Please attach complete logs. Unclear if it's 3.6 or 4.0.4 - please clarify.
its rhv-4.0.4. I'll attach the sosrpeort and other data shortly.
Looking into related bugs, mentioned earlier: Some dirty LUNs are not usable in RHEV https://bugzilla.redhat.com/show_bug.cgi?id=1253640 [Nimble Storage] multipath unable to add new path https://bugzilla.redhat.com/show_bug.cgi?id=1309409 Specifically here: https://bugzilla.redhat.com/show_bug.cgi?id=1253640#c15 I think maybe this is not a vdsm bug at all? Nir, can you please check and move to platform, if needed? This is an urgent customer bug.
(In reply to Marina from comment #11) > Looking into related bugs, mentioned earlier: > Some dirty LUNs are not usable in RHEV > https://bugzilla.redhat.com/show_bug.cgi?id=1253640 > > [Nimble Storage] multipath unable to add new path > https://bugzilla.redhat.com/show_bug.cgi?id=1309409 > > Specifically here: > https://bugzilla.redhat.com/show_bug.cgi?id=1253640#c15 > > I think maybe this is not a vdsm bug at all? > > Nir, can you please check and move to platform, if needed? This was comment 3 . I don't think it's our issue. > This is an urgent customer bug.
I agree with Yaniv, if we don't see the device in the scsi layer, vdsm can do nothing about it. Maybe we do not rescan scsi devices correctly? I suggest to move this to platform.
Hi Zdenek, Do you think an lvm filter with a 'white-list' is the best solution for this issue as well? (as you've suggested in https://bugzilla.redhat.com/show_bug.cgi?id=1374545#c74) Thanks!
We've also reached the conclusion that disabling (and stopping) lvmetad is a good idea and we'll implement it in 4.0.7 and 4.1. Can you try that?
Should be fixed in 4.1.1 by disabling lvmetad.
(In reply to Nir Soffer from comment #18) > Should be fixed in 4.1.1 by disabling lvmetad. Current target milestone (for this bug) is 4.0.7. If it's intended to be fixed there, need clone, backport, etc. Otherwise - set target milestone to 4.1.1.
(In reply to Yaniv Kaul from comment #19) > (In reply to Nir Soffer from comment #18) > > Should be fixed in 4.1.1 by disabling lvmetad. > > Current target milestone (for this bug) is 4.0.7. If it's intended to be > fixed there, need clone, backport, etc. This fix is also available in 4.0.7, so we should be good. I don't think we can verified since we don't know how to reproduce this issue, it is caused by race between multipath and lvm when new device is discovered.

[Entries taken from a collection]
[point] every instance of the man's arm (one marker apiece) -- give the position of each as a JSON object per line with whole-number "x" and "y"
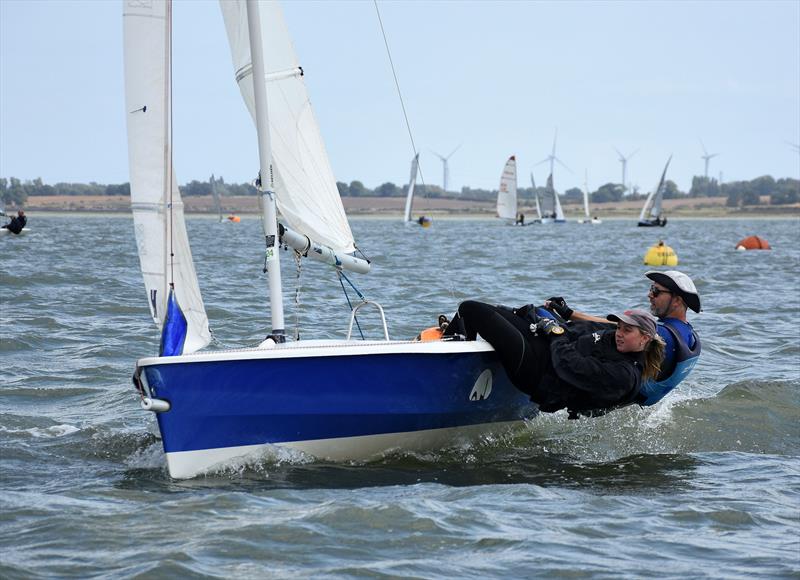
{"x": 559, "y": 305}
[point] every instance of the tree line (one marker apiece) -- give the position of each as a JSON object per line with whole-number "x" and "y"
{"x": 738, "y": 193}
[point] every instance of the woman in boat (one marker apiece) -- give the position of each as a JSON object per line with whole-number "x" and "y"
{"x": 585, "y": 367}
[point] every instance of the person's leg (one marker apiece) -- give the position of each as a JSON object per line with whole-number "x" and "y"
{"x": 510, "y": 336}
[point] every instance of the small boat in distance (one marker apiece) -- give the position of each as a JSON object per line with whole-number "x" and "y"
{"x": 410, "y": 195}
{"x": 507, "y": 194}
{"x": 652, "y": 213}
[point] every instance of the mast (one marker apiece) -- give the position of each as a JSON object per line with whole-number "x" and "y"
{"x": 269, "y": 212}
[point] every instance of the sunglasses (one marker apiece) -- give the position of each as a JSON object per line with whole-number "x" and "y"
{"x": 656, "y": 291}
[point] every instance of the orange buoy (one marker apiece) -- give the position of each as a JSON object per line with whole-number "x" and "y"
{"x": 753, "y": 243}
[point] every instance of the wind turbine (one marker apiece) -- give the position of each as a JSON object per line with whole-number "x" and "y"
{"x": 445, "y": 168}
{"x": 707, "y": 157}
{"x": 552, "y": 157}
{"x": 624, "y": 160}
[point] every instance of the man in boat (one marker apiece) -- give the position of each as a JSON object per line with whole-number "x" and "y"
{"x": 585, "y": 367}
{"x": 17, "y": 223}
{"x": 671, "y": 294}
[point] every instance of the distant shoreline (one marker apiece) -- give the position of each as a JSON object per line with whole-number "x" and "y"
{"x": 392, "y": 207}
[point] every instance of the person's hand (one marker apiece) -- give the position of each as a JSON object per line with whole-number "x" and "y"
{"x": 547, "y": 327}
{"x": 558, "y": 305}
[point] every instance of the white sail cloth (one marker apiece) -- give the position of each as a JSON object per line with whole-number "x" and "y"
{"x": 305, "y": 188}
{"x": 507, "y": 195}
{"x": 161, "y": 239}
{"x": 411, "y": 183}
{"x": 652, "y": 206}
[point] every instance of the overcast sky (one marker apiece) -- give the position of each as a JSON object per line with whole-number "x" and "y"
{"x": 495, "y": 78}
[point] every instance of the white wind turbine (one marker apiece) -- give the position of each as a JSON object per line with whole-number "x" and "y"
{"x": 624, "y": 160}
{"x": 706, "y": 157}
{"x": 445, "y": 167}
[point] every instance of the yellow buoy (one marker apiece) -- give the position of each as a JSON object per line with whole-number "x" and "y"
{"x": 660, "y": 255}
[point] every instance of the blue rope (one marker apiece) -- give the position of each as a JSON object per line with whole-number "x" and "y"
{"x": 341, "y": 275}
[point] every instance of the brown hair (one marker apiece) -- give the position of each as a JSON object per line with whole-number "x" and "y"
{"x": 653, "y": 355}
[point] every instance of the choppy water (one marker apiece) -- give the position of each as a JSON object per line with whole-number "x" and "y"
{"x": 703, "y": 485}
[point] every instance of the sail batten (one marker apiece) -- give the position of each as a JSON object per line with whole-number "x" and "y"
{"x": 161, "y": 239}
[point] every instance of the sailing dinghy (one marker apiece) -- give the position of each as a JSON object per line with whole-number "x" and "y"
{"x": 652, "y": 213}
{"x": 507, "y": 194}
{"x": 587, "y": 219}
{"x": 338, "y": 399}
{"x": 410, "y": 194}
{"x": 551, "y": 205}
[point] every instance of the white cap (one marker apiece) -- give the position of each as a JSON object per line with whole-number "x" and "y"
{"x": 680, "y": 284}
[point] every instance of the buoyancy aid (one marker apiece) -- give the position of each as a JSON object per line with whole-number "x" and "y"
{"x": 686, "y": 357}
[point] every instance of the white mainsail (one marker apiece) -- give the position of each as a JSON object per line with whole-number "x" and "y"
{"x": 536, "y": 198}
{"x": 412, "y": 181}
{"x": 507, "y": 195}
{"x": 163, "y": 245}
{"x": 586, "y": 196}
{"x": 305, "y": 187}
{"x": 652, "y": 206}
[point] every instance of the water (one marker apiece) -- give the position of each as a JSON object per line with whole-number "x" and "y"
{"x": 704, "y": 484}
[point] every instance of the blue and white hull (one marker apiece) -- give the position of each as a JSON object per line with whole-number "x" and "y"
{"x": 339, "y": 400}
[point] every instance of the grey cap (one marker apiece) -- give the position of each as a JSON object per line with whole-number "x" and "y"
{"x": 679, "y": 283}
{"x": 641, "y": 319}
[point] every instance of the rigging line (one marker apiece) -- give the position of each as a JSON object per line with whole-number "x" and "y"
{"x": 347, "y": 296}
{"x": 397, "y": 84}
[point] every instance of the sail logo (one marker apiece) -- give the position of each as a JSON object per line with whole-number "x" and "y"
{"x": 483, "y": 387}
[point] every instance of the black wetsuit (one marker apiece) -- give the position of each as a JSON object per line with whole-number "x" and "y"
{"x": 16, "y": 224}
{"x": 580, "y": 370}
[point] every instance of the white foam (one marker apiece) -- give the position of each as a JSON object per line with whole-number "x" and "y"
{"x": 47, "y": 432}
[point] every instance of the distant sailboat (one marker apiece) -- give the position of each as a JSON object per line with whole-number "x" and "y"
{"x": 412, "y": 181}
{"x": 507, "y": 194}
{"x": 652, "y": 213}
{"x": 588, "y": 219}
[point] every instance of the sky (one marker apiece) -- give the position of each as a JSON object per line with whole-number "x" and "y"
{"x": 491, "y": 78}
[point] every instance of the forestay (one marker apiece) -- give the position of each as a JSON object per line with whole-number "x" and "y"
{"x": 155, "y": 198}
{"x": 305, "y": 188}
{"x": 507, "y": 195}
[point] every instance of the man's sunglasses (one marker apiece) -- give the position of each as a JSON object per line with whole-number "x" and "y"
{"x": 656, "y": 291}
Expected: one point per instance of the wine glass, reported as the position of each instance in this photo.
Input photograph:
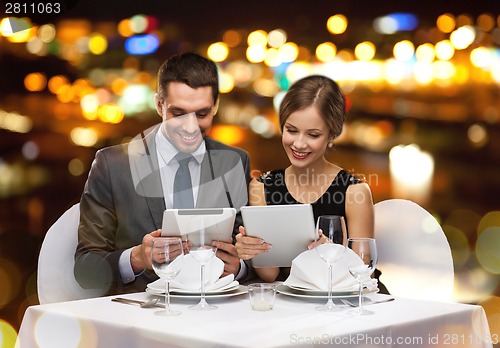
(202, 247)
(334, 229)
(366, 249)
(166, 258)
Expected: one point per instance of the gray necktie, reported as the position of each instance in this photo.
(183, 189)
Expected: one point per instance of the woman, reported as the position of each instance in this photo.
(312, 114)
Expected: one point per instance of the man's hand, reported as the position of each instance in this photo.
(247, 247)
(140, 257)
(227, 253)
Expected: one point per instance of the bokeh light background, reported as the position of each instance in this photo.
(423, 89)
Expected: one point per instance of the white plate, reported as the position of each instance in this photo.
(289, 291)
(322, 292)
(239, 290)
(228, 287)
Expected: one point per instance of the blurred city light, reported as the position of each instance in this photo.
(463, 37)
(411, 171)
(325, 52)
(337, 24)
(257, 37)
(365, 51)
(82, 136)
(276, 38)
(142, 44)
(218, 51)
(446, 23)
(35, 82)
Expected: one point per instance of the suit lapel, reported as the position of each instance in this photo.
(147, 181)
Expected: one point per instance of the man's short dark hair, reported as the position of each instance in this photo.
(191, 69)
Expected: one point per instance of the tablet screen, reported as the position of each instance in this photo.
(218, 222)
(288, 228)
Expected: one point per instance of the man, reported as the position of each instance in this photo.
(130, 185)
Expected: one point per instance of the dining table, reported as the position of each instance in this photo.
(293, 321)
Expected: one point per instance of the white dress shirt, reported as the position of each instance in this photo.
(168, 166)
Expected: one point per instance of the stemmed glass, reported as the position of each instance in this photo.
(366, 249)
(166, 258)
(334, 229)
(202, 247)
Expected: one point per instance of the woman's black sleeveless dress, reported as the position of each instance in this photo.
(332, 202)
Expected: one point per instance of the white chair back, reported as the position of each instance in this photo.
(414, 254)
(55, 278)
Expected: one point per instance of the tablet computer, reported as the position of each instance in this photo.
(289, 228)
(218, 223)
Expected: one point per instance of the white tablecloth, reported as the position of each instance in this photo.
(293, 322)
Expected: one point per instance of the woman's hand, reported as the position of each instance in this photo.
(247, 247)
(140, 257)
(322, 239)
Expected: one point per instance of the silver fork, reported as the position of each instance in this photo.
(350, 304)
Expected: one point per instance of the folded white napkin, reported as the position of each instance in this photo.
(310, 272)
(189, 278)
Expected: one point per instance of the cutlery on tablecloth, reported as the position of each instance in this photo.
(350, 304)
(144, 304)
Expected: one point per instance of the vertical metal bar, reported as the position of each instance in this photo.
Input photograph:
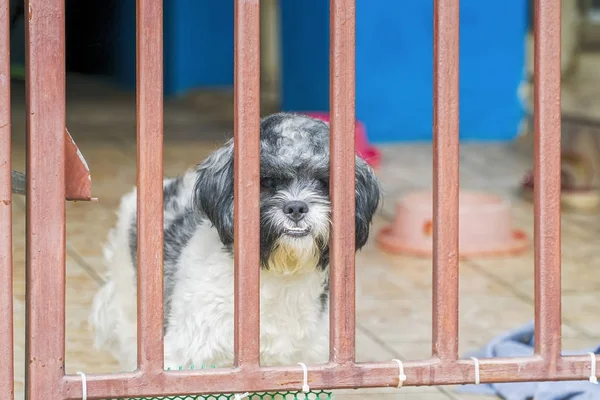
(445, 178)
(342, 98)
(547, 145)
(6, 281)
(45, 120)
(149, 182)
(246, 186)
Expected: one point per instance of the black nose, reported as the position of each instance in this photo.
(295, 210)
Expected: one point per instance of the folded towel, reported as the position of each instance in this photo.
(519, 343)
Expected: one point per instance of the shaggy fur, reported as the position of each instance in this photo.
(198, 248)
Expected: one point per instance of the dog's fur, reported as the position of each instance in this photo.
(198, 248)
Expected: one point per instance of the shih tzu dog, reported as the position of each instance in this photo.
(198, 247)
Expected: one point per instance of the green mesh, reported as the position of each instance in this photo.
(293, 395)
(312, 395)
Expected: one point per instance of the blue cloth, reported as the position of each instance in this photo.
(519, 343)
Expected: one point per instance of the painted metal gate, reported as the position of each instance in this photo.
(45, 375)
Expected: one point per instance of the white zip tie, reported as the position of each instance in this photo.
(476, 363)
(83, 385)
(401, 376)
(593, 378)
(305, 387)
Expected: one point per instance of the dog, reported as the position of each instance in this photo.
(295, 224)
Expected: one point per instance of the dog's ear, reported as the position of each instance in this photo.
(213, 191)
(368, 194)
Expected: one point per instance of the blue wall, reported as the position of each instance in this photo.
(198, 44)
(394, 62)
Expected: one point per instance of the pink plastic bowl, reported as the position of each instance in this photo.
(485, 226)
(365, 151)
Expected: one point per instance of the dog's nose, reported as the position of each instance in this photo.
(295, 210)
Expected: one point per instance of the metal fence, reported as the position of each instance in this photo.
(45, 375)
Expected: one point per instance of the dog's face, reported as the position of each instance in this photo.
(295, 209)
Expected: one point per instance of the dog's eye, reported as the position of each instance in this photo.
(267, 183)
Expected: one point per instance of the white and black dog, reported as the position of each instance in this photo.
(198, 247)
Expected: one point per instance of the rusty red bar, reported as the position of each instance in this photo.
(45, 120)
(547, 145)
(6, 291)
(445, 178)
(246, 178)
(342, 98)
(332, 376)
(150, 184)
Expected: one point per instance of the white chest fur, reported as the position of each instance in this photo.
(294, 320)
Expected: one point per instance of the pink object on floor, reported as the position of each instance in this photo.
(485, 226)
(364, 150)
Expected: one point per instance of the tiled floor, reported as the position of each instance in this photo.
(394, 292)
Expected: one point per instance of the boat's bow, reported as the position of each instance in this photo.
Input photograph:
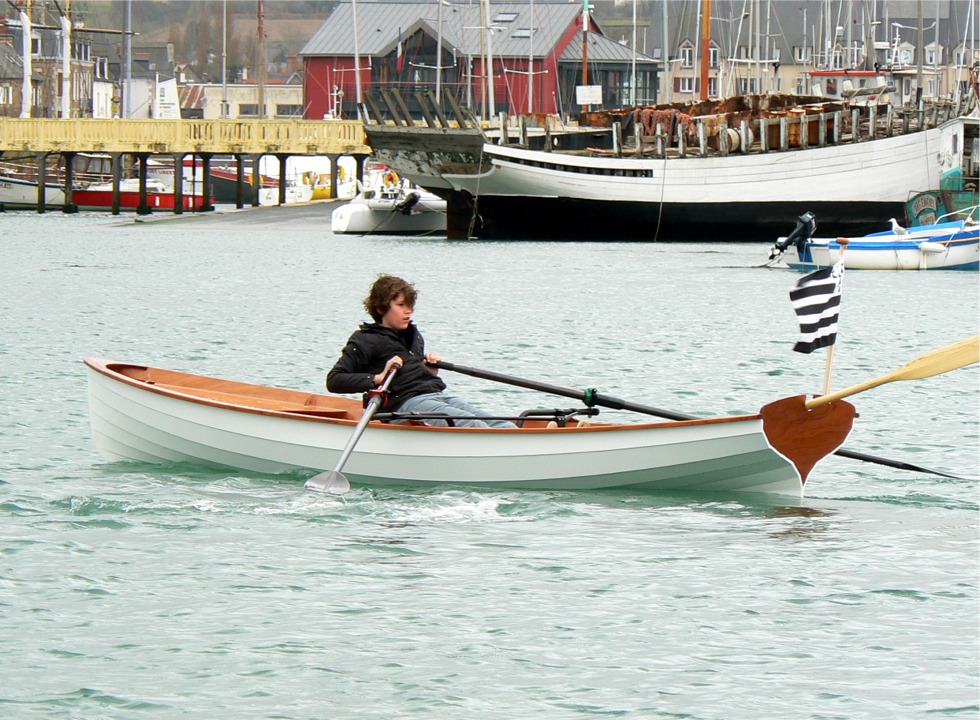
(802, 436)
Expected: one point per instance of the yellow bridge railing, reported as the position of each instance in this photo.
(290, 137)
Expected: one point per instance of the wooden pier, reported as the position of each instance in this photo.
(242, 139)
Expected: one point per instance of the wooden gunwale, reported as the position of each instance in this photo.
(312, 407)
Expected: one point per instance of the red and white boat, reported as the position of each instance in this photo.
(159, 196)
(155, 415)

_Exercise tasks_.
[a] List each distinct bug number that appears in a link in the bug discussion, counting each number only once.
[b] Extend the bug discussion, picking up after its last comment.

_Answer set_.
[a] 1253640, 1309409, 1374545

[b]
(In reply to Nir Soffer from comment #22) > (In reply to Yaniv Kaul from comment #19) > > (In reply to Nir Soffer from comment #18) > > > Should be fixed in 4.1.1 by disabling lvmetad. > > > > Current target milestone (for this bug) is 4.0.7. If it's intended to be > > fixed there, need clone, backport, etc. > > This fix is also available in 4.0.7, so we should be good. > > I don't think we can verified since we don't know how to reproduce this > issue, it > is caused by race between multipath and lvm when new device is discovered. Can I verify this bug using the steps to reproduce from the first comment? or there are different steps to make sure this bug is fixed?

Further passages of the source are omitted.